Text segment:
-- start --

This blog post was authored by Gage Dungy and Shardé C. Thomas
Assembly Bill 218 (“AB 218”), codified as Labor Code section 432.9, goes into effect in just over a week on Tuesday, July 1, 2014, and will have a significant impact on a public agency’s ability to initially use criminal convictions in the hiring processes before a determination has been made regarding whether the applicant meets the minimum job qualifications for the position. As a result, public agencies should closely review their current employment applications and overall hiring practices to ensure compliance by the time the new law takes effect on July 1. Below is a summary of AB 218 and how it can apply to your public agency.
The passage of AB 218 by the California legislature follows a nationwide movement to “ban the box” in an attempt to eliminate any practices of automatically disqualifying convicted criminals from employment by asking questions concerning criminal convictions on the initial job application. Advocates of “ban the box” laws are concerned that such automatic disqualification of convicted criminals may create a disparate impact on minorities. In addition, supporters of “ban the box” legislation have noted that many qualified applications are being rejected from job opportunities simply because of old or minor infractions irrelevant to the position they are seeking. In 1998, Hawaii became the first state in the U.S. to adopt a “ban the box” law. Since then, many states, counties, and cities, including Massachusetts, Minnesota, and Seattle, have also enacted “ban the box” laws. In California, nine cities and counties adopted “ban the box” prohibitions prior to AB 218 being passed. In addition, many private companies and individual agencies have also started to remove the criminal conviction “box” from job applications. However, AB 218 only applies to public agencies in California.
Overview of AB 218
AB 218 prohibits any state or local agency from asking a job applicant to disclose criminal convictions on the initial employment application until after it has determined that the applicant meets the minimum employment qualifications for the position. AB 218 does not prohibit public agencies from inquiring about criminal conviction information later on in the hiring process. Rather, it requires the public agency to refrain from doing so until it has determined that the applicant is qualified for the position.
Questions about an employee’s driving record and/or driver’s license do not necessarily violate AB 218. Administrative determinations made by the DMV are not criminal convictions. To the extent such information references criminal convictions, an agency should probably wait to ask the question until after minimum qualifications have been met. However, it is permissible to ask if an applicant has a valid driver’s license as that question alone does not solicit criminal conviction information.

-- end --

Tasks to carry out:
**A)** Translate this sentence from the AB 218 post into Spanish: "AB 218 does not prohibit public agencies from inquiring about criminal conviction information later on in the hiring process."
**B)** Reproduce the AB 218 post word for word, from "Overview of AB" down to "qualified for the position.".
The records have no connection to the AB 218 post.

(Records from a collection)
-- start --

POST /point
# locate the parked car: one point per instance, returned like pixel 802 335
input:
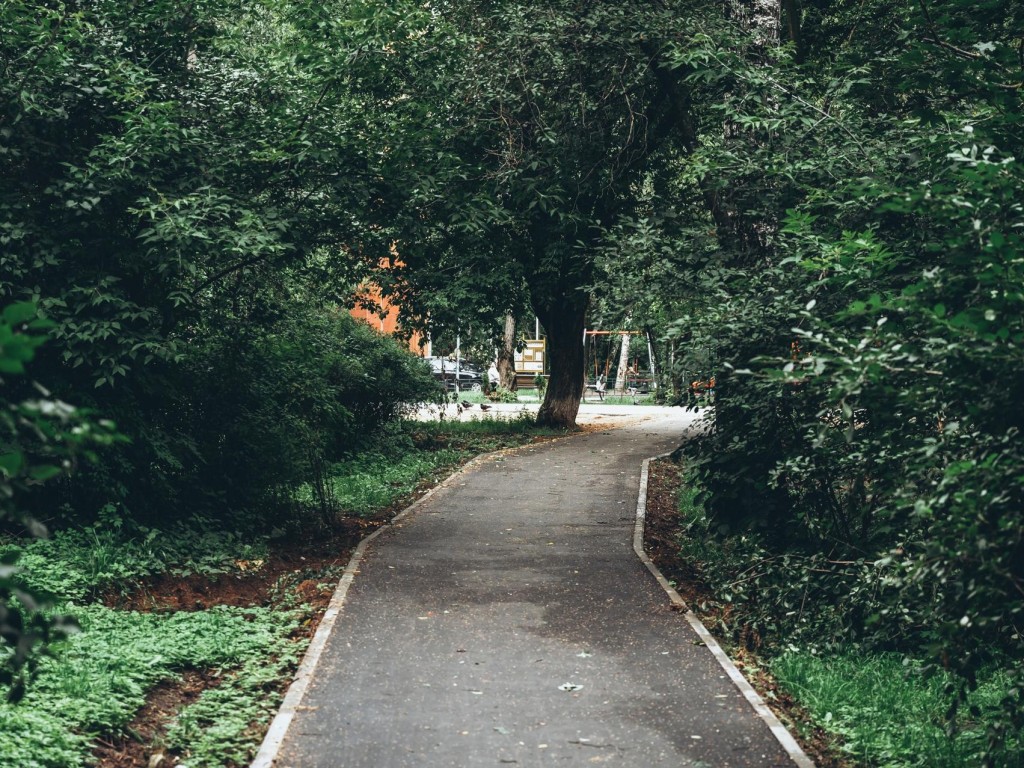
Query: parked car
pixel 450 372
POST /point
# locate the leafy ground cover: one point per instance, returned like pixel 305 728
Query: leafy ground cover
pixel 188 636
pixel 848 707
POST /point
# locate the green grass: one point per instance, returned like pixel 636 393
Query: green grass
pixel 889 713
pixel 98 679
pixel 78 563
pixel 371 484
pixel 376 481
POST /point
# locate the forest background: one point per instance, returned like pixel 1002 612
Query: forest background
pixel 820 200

-- end --

Worked solutions:
**A)** La AB 218 no prohíbe que las agencias públicas indaguen sobre información de condenas penales más adelante en el proceso de contratación.

**B)**
Overview of AB 218
AB 218 prohibits any state or local agency from asking a job applicant to disclose criminal convictions on the initial employment application until after it has determined that the applicant meets the minimum employment qualifications for the position. AB 218 does not prohibit public agencies from inquiring about criminal conviction information later on in the hiring process. Rather, it requires the public agency to refrain from doing so until it has determined that the applicant is qualified for the position.